What you have to do >> Can you convert the rows below, from the line containing "For the evaluation set, point out every instance of the wet" down to the line containing "point(233, 170)", both ends included, into a JSON list of strings with one string per line and blank lines left out?

[Point placement rows]
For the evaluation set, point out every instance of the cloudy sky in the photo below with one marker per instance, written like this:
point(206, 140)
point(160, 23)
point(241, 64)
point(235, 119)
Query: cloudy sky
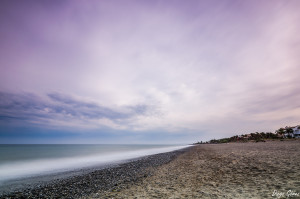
point(147, 71)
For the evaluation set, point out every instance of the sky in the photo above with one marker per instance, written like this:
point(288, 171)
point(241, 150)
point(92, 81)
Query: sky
point(150, 72)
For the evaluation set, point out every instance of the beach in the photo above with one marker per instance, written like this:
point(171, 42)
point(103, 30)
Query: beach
point(234, 170)
point(85, 182)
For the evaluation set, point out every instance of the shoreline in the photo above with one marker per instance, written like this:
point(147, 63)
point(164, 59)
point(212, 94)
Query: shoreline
point(231, 170)
point(84, 182)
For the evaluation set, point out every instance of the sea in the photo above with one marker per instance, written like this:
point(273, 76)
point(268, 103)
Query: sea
point(19, 162)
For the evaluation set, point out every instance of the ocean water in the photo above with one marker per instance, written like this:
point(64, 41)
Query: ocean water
point(21, 161)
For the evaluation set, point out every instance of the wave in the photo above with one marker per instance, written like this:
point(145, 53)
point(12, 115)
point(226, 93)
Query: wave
point(21, 169)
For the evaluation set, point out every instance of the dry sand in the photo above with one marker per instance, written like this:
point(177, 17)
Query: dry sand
point(234, 170)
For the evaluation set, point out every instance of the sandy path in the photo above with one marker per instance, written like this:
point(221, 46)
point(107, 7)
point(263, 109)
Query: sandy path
point(235, 170)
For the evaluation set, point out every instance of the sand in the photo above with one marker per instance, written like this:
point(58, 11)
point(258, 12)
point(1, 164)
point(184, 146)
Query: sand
point(234, 170)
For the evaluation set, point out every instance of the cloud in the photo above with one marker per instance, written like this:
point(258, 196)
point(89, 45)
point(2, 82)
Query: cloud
point(205, 66)
point(63, 110)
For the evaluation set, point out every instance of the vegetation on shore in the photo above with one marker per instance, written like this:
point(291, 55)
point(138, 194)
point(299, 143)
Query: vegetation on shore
point(280, 134)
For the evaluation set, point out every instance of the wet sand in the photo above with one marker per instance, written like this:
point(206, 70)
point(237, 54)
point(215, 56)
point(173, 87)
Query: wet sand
point(87, 182)
point(235, 170)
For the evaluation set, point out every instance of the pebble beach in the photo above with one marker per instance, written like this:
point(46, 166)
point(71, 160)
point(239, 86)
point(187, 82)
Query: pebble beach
point(233, 170)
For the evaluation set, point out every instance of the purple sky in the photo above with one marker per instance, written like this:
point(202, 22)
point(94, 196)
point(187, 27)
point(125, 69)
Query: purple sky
point(147, 71)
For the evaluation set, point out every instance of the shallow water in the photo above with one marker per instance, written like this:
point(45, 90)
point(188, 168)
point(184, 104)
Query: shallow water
point(19, 161)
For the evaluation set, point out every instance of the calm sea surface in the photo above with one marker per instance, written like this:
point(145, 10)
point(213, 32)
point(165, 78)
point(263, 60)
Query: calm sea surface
point(19, 161)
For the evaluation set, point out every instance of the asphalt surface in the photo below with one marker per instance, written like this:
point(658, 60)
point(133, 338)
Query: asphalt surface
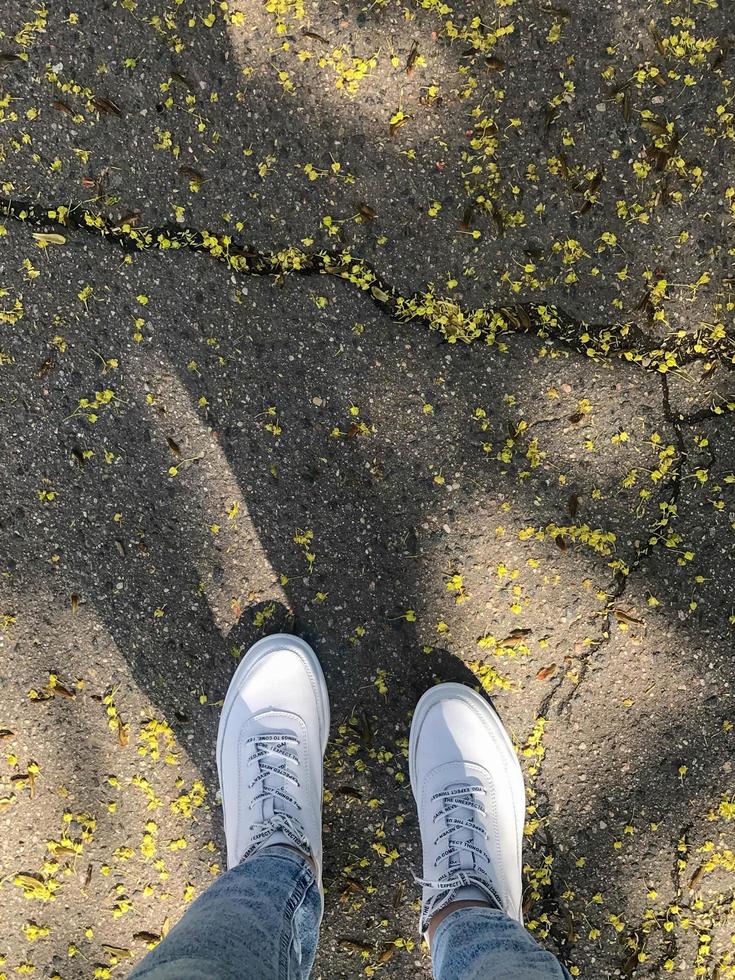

Complete answer >>
[
  "For the evaluation set, point out every instance of the wet sand in the photo above with one marker per instance, written like this:",
  "point(206, 70)",
  "point(237, 54)",
  "point(215, 56)",
  "point(173, 87)",
  "Query: wet sand",
  "point(87, 182)",
  "point(235, 170)",
  "For the evaluation set, point out every instance of the pebble beach in the photo above with one marker per instance, written like this:",
  "point(46, 166)",
  "point(71, 160)",
  "point(239, 86)",
  "point(187, 82)",
  "Query: pebble beach",
  "point(233, 170)"
]